Entries taken from a collection:
-- begin --
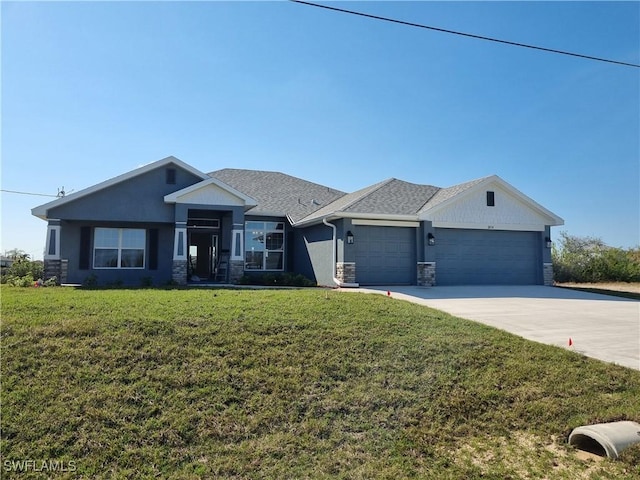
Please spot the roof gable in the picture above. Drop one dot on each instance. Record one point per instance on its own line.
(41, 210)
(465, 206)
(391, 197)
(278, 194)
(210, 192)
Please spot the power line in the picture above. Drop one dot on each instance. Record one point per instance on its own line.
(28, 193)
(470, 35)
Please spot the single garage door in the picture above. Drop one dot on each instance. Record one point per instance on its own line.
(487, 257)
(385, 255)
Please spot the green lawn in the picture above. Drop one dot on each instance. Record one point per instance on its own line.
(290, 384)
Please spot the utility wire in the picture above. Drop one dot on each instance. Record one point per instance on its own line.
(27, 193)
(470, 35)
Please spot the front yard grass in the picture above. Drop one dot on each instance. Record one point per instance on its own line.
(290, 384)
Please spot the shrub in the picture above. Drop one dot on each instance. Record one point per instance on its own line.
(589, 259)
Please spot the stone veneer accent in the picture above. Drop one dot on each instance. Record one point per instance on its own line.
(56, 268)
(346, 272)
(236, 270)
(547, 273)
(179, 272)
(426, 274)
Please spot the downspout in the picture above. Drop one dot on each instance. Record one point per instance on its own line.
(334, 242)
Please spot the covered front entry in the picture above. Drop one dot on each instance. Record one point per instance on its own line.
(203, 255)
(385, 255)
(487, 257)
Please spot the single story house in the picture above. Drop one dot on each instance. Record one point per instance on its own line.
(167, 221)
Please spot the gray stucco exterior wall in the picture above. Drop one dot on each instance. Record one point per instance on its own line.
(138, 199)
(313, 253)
-- end --
- [Task requirements]
Output the material above as a two-column CSV with the header request,answer and one row per request, placing the request text and its answer each in a single quoted field with line breaks replaced by spaces. Omit the pictures from the output.

- [Finished exercise]
request,answer
"Please spot the roof gable in the picture above. Drop one dot on each instance. Record one point per instance on its own line.","(41, 210) (465, 206) (391, 197) (278, 194) (210, 192)"
"Please spot the power line in the picture above. Drop one dot on each instance. Record one point per instance on its own line.","(28, 193) (470, 35)"
"Please spot the single garage door in the picture above. Drop one dot on each instance. Record one point per instance on its own line.","(487, 257) (385, 255)"
"Please spot the green lawn in the picture above. Drop one dot on each instance. Record one point per instance on its own line.","(290, 384)"
"Please spot the utility wire in the picture above. Drop one dot on each instance. Record one point per instance on its own line.","(27, 193) (470, 35)"
"Please spot the front yard grass in the picture above. Drop one dot on each instance. Record one point per instance on its own line.","(290, 384)"
"Please spot the shrub in the picture above. Drop one dot on each instance. Record one point per instance on its own line.","(589, 259)"
"Please spot the stone veneer accent in the picture above. Drop one dot on each instance. Record one point per instance on its own line.","(56, 268) (346, 272) (236, 270) (547, 273) (179, 272) (426, 274)"
"Please spot the downspout in the picture above. Drop one dot on each instance. Record one point per instance on its own line.","(334, 242)"
"Please spot the covered front entry in the picture above. Drop one dot on each instance. Record one point per instance on its own line.","(203, 255) (385, 255) (487, 257)"
"Please spot the single story house in the picture above. Drop one dot on each instance. Record one point per instance on its own line.","(167, 221)"
"Please spot the gray stucco exterior wall in the picture above. Drop one dot on each instance. Record one point per instance on its own line.","(138, 199) (313, 253)"